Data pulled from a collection
>> start
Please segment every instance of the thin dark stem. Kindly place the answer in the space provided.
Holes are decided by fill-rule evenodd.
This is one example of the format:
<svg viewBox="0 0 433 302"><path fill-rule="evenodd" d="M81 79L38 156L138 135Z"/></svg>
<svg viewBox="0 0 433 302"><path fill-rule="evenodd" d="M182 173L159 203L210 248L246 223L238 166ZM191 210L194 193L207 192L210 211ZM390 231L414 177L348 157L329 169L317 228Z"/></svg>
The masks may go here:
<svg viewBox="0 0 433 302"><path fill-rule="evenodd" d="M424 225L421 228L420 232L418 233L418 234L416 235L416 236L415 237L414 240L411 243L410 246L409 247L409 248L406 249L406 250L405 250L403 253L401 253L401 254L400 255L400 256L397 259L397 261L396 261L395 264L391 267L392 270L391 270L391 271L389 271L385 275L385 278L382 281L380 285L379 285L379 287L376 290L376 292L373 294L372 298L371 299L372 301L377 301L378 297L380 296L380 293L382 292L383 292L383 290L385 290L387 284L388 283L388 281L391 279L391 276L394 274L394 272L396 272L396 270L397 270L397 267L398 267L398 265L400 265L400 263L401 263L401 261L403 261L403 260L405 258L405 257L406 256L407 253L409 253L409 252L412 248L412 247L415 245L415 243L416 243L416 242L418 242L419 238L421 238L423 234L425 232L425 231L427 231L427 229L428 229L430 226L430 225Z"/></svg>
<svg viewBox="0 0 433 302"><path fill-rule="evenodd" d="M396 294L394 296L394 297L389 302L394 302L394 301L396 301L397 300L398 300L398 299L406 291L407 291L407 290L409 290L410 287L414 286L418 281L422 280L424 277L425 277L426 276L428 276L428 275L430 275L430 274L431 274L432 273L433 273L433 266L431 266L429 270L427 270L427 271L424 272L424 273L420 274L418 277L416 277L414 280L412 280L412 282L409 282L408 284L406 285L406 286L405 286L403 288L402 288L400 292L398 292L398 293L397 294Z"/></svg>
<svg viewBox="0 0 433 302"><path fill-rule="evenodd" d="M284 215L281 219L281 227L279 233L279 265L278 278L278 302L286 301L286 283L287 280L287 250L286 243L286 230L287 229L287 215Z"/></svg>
>> end
- PROMPT
How many lines of the records contain the string "segment", with case counting? Reply with the number alone.

- COMPLETE RESPONSE
1